[[ Excerpted records open ]]

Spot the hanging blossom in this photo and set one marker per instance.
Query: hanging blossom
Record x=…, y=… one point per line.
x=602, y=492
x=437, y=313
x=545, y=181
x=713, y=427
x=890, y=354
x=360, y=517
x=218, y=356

[[ Excerpted records closed ]]

What to do =
Please count the lines of the material above that contain "blossom", and give only the number.

Response box =
2